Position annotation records
++++

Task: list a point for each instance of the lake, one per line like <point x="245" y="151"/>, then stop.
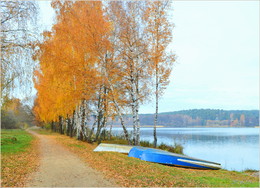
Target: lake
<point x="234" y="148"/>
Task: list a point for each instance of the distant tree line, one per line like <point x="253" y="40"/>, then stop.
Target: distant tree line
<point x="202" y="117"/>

++++

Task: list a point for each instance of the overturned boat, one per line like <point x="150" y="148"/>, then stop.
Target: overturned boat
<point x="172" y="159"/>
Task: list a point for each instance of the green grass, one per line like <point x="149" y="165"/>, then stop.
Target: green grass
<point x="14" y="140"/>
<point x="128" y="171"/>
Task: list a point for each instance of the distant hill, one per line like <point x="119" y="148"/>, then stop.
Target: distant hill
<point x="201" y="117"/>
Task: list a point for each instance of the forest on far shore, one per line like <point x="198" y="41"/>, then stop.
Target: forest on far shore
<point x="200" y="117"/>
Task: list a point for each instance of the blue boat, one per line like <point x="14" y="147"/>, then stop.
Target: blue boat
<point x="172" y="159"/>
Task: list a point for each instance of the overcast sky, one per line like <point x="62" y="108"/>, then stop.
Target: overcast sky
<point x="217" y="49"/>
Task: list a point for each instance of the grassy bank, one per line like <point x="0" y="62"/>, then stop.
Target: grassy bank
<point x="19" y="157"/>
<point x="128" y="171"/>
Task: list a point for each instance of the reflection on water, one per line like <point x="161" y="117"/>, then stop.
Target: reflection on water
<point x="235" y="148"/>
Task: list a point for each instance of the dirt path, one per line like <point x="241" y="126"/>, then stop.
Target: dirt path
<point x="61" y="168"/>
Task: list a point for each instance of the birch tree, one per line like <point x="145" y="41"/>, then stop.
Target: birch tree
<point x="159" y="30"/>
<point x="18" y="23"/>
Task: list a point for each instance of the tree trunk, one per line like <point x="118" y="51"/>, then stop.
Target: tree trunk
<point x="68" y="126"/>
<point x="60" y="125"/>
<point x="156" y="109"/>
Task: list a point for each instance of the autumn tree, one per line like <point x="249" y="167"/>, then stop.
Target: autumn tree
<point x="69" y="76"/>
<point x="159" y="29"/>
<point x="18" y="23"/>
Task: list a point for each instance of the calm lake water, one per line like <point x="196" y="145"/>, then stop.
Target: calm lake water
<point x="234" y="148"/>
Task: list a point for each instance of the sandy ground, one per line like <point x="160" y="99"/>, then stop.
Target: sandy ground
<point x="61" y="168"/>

++++

■ Given task: Locate each line in the entries above that contains the word "tree". Copy every such line in full.

■ Result:
Task: list a point for each instance of the distant tree line, one per line like <point x="253" y="40"/>, then stop.
Target: distant tree line
Task: list a point for each instance of the birch tree, one per line like <point x="145" y="41"/>, then stop.
Target: birch tree
Task: list a point for each instance of the tree trunk, one per line like <point x="118" y="51"/>, then stop.
Target: tree trunk
Task: list a point for each instance of the autumn tree, one per line like <point x="249" y="167"/>, then stop.
Target: autumn tree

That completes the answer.